» **STATED GOAL**: Print the data that follows exactly.

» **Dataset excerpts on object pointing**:
# # # # #

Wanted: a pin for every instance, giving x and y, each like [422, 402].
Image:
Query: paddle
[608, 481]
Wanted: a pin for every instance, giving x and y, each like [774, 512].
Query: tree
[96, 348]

# # # # #

» **REPLY**:
Wanted: a pin for every instance, giving x and y, each like [422, 402].
Image:
Query: paddle
[608, 481]
Wanted: a pin for every instance, giving x and y, each like [774, 512].
Query: tree
[96, 348]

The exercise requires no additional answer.